Count how many lines of the records below contain the string "helmet" and reply with the number only.

[Records from a collection]
________________
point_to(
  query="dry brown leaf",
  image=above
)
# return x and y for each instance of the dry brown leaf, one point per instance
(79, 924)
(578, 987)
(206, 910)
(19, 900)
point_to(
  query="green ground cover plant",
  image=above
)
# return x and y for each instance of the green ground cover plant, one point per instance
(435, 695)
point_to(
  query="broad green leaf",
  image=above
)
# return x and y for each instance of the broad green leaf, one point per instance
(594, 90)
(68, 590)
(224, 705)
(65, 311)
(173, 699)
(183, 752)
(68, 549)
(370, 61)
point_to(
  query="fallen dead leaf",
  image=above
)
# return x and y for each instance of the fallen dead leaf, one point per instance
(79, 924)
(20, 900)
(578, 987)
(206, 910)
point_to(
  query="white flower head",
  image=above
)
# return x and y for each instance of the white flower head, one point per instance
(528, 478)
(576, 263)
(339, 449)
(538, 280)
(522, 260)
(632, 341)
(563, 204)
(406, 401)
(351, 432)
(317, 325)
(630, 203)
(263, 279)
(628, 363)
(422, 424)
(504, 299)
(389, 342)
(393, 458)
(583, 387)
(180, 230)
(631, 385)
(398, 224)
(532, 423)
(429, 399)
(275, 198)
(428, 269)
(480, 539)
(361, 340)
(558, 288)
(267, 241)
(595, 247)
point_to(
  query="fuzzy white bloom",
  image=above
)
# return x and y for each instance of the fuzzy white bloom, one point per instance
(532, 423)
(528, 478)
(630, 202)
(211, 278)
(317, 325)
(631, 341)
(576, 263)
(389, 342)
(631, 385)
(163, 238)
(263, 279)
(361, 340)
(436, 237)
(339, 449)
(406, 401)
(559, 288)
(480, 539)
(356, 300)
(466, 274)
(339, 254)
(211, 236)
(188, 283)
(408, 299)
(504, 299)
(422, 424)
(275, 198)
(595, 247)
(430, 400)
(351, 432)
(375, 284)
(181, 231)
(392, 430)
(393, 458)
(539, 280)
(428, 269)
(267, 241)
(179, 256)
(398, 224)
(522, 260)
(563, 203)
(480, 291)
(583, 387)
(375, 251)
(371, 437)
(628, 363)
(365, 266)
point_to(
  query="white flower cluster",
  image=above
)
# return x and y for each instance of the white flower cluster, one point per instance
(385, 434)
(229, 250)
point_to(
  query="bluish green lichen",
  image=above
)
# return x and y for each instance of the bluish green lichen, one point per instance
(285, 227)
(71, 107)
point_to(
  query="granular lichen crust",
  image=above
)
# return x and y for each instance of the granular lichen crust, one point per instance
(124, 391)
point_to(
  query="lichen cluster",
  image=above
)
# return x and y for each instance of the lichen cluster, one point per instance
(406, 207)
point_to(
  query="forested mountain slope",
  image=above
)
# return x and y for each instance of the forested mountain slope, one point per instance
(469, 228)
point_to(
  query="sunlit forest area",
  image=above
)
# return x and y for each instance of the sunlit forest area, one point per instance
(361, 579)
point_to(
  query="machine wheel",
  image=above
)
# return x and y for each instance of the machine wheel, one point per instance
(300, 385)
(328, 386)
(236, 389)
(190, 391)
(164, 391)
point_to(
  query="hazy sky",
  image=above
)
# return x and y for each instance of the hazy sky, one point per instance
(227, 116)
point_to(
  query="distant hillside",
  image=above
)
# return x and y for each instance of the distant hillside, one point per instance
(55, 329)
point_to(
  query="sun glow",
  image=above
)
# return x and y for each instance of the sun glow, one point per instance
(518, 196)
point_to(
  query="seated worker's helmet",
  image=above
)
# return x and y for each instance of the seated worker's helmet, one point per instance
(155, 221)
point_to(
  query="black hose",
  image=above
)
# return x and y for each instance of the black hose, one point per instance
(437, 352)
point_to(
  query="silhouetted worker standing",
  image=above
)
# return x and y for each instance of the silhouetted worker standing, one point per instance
________________
▸ **ANSWER**: 2